----- Rows -----

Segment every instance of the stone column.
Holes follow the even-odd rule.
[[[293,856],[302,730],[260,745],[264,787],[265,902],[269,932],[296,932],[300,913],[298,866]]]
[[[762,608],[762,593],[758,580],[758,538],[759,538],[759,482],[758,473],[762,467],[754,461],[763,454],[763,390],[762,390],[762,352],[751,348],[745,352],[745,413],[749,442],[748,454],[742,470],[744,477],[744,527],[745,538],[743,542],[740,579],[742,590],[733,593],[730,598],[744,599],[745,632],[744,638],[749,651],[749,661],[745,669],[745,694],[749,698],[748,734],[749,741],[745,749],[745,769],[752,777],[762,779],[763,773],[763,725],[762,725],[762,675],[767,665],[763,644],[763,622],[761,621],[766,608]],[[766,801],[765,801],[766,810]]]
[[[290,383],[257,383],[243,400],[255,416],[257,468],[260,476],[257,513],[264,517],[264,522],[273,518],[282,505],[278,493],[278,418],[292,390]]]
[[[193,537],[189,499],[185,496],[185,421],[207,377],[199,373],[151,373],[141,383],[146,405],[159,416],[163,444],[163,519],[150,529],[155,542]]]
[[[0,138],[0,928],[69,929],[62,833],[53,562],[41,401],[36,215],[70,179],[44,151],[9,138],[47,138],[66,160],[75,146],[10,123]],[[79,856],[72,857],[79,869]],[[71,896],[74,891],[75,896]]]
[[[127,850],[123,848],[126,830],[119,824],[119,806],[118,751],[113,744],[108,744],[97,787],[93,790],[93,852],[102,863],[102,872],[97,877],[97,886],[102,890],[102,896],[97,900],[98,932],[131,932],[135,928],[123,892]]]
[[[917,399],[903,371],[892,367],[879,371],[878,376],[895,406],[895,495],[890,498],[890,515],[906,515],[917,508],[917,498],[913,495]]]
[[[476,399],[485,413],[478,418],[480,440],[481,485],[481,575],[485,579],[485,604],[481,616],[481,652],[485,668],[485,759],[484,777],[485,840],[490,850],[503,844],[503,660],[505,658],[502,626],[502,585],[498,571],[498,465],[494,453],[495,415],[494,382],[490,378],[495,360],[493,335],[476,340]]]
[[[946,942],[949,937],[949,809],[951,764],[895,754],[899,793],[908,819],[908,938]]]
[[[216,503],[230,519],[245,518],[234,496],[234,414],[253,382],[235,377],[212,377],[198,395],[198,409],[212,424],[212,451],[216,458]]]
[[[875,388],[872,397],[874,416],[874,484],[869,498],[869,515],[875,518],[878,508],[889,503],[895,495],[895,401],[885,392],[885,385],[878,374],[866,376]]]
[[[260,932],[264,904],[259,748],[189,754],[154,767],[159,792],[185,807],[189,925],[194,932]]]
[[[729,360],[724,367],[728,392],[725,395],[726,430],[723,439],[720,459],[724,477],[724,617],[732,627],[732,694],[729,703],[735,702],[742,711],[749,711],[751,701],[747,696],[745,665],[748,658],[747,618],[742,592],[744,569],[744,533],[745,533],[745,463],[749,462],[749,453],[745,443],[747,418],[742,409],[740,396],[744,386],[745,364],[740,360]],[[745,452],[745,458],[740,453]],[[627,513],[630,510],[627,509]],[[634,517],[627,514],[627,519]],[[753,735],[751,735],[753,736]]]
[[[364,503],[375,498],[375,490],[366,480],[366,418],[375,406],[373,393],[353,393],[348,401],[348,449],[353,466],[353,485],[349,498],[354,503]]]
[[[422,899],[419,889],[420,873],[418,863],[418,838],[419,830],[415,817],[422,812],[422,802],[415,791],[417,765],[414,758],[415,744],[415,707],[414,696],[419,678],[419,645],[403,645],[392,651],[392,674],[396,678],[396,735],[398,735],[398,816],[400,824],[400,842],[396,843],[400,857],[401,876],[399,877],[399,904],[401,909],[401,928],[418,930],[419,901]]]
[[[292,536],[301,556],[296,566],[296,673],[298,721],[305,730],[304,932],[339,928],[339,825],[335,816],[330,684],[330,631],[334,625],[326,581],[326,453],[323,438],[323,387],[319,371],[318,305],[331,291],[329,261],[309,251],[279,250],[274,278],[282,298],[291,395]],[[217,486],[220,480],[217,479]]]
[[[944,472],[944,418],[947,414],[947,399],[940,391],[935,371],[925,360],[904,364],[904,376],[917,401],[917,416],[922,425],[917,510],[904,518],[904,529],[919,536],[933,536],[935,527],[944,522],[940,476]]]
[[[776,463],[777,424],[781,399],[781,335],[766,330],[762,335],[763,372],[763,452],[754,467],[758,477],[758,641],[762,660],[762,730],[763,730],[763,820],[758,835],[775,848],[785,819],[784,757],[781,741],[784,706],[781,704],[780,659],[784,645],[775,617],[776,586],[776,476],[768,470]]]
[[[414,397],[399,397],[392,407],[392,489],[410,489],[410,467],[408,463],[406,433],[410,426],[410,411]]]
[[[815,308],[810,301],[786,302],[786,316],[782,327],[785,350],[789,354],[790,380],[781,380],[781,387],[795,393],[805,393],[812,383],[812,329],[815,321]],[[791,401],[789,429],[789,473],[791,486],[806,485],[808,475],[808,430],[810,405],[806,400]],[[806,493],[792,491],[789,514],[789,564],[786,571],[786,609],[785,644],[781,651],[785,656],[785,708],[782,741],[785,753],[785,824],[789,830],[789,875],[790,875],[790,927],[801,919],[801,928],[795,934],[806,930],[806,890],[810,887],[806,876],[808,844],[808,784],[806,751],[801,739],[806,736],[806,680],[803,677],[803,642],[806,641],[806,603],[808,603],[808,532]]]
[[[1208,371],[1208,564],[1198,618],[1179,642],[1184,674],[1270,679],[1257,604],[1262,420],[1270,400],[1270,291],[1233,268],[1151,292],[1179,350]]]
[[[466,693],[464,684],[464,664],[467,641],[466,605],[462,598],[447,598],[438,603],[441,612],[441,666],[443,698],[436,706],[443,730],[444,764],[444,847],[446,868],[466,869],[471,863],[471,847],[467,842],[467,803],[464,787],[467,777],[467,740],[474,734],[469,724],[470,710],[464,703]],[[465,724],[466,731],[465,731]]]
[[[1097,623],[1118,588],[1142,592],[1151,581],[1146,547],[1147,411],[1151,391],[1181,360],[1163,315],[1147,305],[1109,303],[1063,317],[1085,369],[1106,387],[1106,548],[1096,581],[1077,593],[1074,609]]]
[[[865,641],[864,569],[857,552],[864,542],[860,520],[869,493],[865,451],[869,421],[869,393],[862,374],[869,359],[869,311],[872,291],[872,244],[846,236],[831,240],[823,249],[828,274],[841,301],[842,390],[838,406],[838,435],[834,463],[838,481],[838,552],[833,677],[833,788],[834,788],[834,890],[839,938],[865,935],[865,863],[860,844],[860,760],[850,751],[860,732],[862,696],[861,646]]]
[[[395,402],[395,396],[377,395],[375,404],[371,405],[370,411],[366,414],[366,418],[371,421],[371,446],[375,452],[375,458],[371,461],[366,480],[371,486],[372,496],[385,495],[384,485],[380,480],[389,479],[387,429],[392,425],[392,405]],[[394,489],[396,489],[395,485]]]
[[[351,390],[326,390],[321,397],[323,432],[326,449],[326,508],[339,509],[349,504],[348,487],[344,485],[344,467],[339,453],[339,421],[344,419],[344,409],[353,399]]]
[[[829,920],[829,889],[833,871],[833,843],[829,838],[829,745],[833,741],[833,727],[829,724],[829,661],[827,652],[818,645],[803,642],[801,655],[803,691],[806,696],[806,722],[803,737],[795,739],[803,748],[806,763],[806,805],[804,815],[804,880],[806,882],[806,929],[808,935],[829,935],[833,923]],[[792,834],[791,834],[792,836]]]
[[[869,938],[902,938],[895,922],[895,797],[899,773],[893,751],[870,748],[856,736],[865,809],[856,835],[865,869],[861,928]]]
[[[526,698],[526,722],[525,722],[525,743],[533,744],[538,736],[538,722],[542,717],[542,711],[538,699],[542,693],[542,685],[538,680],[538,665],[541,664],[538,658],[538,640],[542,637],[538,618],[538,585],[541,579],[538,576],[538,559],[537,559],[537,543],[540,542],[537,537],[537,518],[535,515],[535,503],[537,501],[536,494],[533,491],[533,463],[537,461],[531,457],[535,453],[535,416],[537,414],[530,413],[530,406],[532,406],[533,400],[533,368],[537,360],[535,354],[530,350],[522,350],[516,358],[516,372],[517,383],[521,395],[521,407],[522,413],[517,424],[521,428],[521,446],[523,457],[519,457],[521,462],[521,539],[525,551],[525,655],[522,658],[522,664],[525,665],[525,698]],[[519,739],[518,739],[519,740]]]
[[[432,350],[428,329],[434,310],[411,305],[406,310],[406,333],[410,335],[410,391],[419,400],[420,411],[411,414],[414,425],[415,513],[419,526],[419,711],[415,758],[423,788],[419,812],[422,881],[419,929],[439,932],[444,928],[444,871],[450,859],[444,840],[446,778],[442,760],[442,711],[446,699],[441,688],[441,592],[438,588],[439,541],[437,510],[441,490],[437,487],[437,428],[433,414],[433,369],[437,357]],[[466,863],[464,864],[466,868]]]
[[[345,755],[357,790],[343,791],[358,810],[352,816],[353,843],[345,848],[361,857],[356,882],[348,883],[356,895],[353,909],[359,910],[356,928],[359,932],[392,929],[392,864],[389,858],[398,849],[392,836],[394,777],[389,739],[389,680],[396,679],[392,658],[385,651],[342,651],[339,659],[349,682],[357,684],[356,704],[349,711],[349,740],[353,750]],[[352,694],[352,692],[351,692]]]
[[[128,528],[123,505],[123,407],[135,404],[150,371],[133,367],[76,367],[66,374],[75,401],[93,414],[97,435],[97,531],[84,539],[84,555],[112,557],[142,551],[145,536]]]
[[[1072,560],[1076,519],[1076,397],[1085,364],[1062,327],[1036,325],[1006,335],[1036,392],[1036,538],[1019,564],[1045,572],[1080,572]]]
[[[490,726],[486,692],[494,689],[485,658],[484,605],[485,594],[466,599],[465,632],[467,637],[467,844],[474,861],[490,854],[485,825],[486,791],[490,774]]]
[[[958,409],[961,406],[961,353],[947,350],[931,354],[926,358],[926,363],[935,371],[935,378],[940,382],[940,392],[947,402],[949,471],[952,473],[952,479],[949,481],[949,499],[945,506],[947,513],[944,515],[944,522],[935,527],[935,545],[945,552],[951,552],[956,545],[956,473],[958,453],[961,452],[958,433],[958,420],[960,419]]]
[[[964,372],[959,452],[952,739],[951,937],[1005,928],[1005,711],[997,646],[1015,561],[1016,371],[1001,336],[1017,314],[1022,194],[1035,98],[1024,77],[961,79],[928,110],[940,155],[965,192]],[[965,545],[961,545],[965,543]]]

-----

## Written task
Report each line of the entries above that contains the word "every", matching case exactly.

## Exercise result
Segment every instance of the stone column.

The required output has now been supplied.